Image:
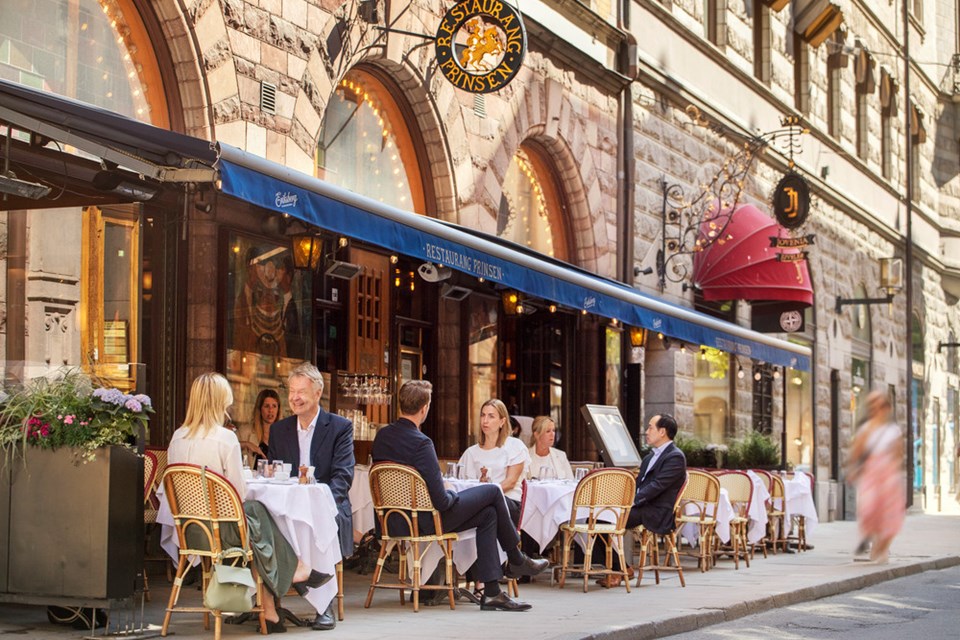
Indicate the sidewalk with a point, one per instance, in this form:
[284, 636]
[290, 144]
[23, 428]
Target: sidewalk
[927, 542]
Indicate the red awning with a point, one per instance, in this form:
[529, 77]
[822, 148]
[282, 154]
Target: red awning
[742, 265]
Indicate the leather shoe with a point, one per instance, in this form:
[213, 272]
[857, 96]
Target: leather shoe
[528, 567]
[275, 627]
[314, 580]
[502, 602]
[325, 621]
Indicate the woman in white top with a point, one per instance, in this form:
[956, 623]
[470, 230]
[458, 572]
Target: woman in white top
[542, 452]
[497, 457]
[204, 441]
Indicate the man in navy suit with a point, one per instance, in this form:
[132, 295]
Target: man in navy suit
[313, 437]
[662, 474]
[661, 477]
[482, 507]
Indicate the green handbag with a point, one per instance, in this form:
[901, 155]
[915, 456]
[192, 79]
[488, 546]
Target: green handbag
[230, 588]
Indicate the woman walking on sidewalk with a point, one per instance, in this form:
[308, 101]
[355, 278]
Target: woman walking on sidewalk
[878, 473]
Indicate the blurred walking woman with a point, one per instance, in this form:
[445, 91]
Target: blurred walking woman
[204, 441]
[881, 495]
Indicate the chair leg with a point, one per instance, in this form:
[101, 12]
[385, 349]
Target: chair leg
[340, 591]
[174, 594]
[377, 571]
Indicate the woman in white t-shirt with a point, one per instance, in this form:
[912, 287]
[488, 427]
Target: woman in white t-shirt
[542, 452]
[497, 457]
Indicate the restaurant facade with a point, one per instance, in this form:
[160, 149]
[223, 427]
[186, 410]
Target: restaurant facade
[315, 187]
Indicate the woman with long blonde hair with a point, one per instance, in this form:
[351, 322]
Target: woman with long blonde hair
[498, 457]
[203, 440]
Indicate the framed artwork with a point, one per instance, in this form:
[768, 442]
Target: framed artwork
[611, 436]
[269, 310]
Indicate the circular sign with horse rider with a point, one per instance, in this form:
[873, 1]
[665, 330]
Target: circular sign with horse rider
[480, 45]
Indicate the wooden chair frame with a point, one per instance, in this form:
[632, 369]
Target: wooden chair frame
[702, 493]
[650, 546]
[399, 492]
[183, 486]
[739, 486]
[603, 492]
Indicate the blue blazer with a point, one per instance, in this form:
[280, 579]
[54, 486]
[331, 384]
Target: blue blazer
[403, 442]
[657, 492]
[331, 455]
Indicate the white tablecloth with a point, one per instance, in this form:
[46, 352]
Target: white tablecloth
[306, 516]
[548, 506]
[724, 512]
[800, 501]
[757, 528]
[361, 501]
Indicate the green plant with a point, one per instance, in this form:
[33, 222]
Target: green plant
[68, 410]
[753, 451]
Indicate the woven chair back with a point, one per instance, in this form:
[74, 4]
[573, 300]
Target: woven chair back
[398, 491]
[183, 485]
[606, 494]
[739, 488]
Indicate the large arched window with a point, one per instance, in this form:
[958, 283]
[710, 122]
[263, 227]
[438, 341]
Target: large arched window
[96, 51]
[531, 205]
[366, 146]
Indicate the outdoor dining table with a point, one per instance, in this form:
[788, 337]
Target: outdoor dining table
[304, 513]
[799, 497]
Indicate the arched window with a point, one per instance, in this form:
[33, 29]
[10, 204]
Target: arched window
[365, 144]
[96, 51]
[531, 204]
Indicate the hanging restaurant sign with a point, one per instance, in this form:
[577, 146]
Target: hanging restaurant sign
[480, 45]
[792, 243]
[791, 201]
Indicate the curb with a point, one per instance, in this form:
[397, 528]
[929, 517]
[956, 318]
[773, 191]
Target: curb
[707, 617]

■ ■ ■ ■

Given exercise:
Reproduce the material from the line with "Indicate the white" through its final line, changing "outdoor dining table" to "patio table" and leaving everything else as it is.

Full solution:
Indicate the white tablecloth with a point, one per instance, in this form:
[46, 352]
Target: white tablecloth
[306, 516]
[548, 506]
[724, 512]
[800, 501]
[757, 528]
[361, 501]
Indicate the green plant with a point, one per instance, in this form:
[33, 222]
Target: green plant
[68, 410]
[753, 451]
Indicate the woven chair back with a point, one per instance, in this form:
[74, 4]
[573, 300]
Target: woven chair back
[398, 491]
[183, 485]
[606, 494]
[739, 488]
Indicate the large arched window with a point, one per instance, in this form:
[958, 283]
[710, 122]
[263, 227]
[438, 341]
Target: large arched window
[96, 51]
[531, 205]
[366, 146]
Indicate the patio table with a point, one per instance, in this form:
[788, 337]
Target: patio table
[304, 513]
[799, 497]
Indicate the arched window with a point, one per instance, in this form:
[33, 29]
[10, 204]
Target: arched window
[365, 144]
[96, 51]
[531, 204]
Indicate the hanging restaurant sign with a point, one per instance, in this form:
[577, 146]
Target: hanging restaurant sign
[480, 45]
[792, 243]
[791, 201]
Indicate the curb with a point, one per instance, in this form:
[397, 528]
[929, 517]
[956, 318]
[773, 191]
Target: curb
[707, 617]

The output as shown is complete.